▸ To be done
Copy every line from the one containing "the bird's eye ring" through the last line of the records below, both included, and nothing else.

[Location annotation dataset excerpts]
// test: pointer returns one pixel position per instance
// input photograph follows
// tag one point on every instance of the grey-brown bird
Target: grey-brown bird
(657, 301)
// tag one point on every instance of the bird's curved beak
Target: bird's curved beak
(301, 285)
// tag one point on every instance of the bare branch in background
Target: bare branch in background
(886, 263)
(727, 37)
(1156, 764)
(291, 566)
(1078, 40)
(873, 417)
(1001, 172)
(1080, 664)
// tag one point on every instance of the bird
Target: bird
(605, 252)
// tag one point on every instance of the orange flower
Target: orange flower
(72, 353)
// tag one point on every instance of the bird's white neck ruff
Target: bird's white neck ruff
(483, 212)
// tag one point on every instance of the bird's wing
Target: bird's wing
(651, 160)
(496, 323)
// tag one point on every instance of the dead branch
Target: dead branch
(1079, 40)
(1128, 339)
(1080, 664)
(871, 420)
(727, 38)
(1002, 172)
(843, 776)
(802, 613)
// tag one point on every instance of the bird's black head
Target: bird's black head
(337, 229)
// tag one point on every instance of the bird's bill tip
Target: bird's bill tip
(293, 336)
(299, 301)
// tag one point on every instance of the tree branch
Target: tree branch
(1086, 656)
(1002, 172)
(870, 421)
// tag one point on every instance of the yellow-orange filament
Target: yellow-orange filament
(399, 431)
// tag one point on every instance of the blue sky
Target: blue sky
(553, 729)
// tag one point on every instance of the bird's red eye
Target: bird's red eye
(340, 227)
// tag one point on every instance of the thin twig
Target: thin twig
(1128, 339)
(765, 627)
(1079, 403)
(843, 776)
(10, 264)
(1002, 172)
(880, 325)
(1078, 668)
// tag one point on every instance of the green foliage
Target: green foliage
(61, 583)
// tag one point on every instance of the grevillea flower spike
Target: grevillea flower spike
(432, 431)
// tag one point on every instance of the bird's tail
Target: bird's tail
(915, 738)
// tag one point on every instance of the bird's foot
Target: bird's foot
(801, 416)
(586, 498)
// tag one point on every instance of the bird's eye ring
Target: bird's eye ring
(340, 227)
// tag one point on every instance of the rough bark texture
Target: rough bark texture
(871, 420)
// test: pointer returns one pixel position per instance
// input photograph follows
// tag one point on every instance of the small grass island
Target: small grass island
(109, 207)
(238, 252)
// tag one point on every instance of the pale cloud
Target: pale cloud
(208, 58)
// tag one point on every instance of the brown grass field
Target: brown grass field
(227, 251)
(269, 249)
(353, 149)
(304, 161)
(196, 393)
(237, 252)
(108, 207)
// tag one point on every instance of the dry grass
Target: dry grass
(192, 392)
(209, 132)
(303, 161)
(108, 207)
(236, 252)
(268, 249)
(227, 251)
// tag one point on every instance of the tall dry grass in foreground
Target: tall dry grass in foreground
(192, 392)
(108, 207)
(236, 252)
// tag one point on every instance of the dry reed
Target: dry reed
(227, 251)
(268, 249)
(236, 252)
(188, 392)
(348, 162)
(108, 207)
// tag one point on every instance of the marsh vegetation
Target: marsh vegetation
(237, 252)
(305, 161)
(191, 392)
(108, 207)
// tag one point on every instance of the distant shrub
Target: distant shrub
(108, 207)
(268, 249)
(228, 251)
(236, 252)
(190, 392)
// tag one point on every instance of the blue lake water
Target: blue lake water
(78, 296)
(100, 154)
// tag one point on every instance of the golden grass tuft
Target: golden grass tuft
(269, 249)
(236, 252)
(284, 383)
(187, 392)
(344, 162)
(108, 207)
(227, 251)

▸ Exercise answer
// tag one point on every instance of the bird's eye ring
Target: bird's eye ring
(340, 227)
// tag one point on every instance of the rough bark texture
Target: rough bark texture
(871, 420)
// test: pointer returns one pixel position per instance
// input photograph follows
// tag one point on every instance of the small grass island
Target: small grass island
(109, 207)
(238, 252)
// tag one point on every instance of the pale cloud
Target: pale cloud
(208, 58)
// tag one point on every instance of the brown grass field
Target: brown grass field
(227, 251)
(269, 249)
(353, 149)
(304, 161)
(196, 393)
(237, 252)
(108, 207)
// tag one point on every instance of the dry grass
Target: dry grass
(192, 392)
(209, 132)
(303, 161)
(108, 207)
(236, 252)
(268, 249)
(227, 251)
// tag one point on every instance of the tall dry grass in foreground
Target: tall dry grass in foreground
(192, 392)
(108, 207)
(236, 252)
// tag one point on every instance of the dry reed
Target: dry reed
(227, 251)
(268, 249)
(236, 252)
(188, 392)
(348, 162)
(108, 207)
// tag one point on every instance of the marsh vegetation
Target: marsh vegetation
(237, 252)
(305, 161)
(191, 392)
(108, 207)
// tag one point on every instance of the distant shrub
Target: distant shrub
(108, 207)
(268, 249)
(228, 251)
(236, 252)
(190, 392)
// tag one point on every instance of the blue lake water
Target: blue lake water
(78, 296)
(100, 154)
// tag one point on every instance of the golden grass tuft
Target: golden grass tuft
(269, 249)
(236, 252)
(284, 383)
(187, 392)
(344, 162)
(108, 207)
(227, 251)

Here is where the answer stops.